--- Begin RECORDS SUPPLIED ---
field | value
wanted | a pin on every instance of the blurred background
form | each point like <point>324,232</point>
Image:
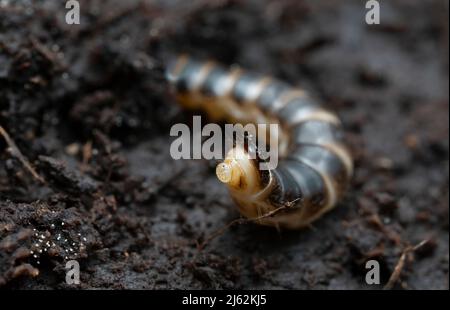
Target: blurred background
<point>89,109</point>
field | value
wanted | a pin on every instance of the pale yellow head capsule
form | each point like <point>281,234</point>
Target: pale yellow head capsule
<point>238,171</point>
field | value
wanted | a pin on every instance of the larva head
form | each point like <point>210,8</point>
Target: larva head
<point>239,171</point>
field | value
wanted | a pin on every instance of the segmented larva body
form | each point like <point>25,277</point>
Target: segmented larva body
<point>315,167</point>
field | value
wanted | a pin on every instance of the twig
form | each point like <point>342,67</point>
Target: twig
<point>401,263</point>
<point>16,152</point>
<point>239,221</point>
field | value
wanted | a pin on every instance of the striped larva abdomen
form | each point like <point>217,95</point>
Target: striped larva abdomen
<point>315,166</point>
--- End RECORDS SUPPLIED ---
Set out every line of all the entries above as a numbered list, skipping blank lines and leaving out the pictures.

- [RESULT BELOW]
1. field | value
2. wanted | a pin on every instance of the blurred background
3. form | each point like <point>324,232</point>
4. Image:
5. Target: blurred background
6. <point>89,109</point>
7. field | value
8. wanted | a pin on every instance of the pale yellow head capsule
9. form | each point like <point>281,234</point>
10. Target: pale yellow head capsule
11. <point>238,171</point>
12. field | value
13. wanted | a pin on every instance of the larva head
14. form | each point like <point>210,8</point>
15. Target: larva head
16. <point>239,171</point>
17. field | value
18. wanted | a pin on every instance of the segmented larva body
19. form | each point like <point>25,277</point>
20. Target: segmented larva body
21. <point>315,167</point>
22. field | value
23. wanted | a pin on every instance of the twig
24. form | each point like <point>342,67</point>
25. Target: twig
26. <point>401,263</point>
27. <point>16,152</point>
28. <point>239,221</point>
29. field | value
30. wanted | a pin on every instance of the striped larva abdomen
31. form | each point like <point>217,95</point>
32. Target: striped larva abdomen
33. <point>315,166</point>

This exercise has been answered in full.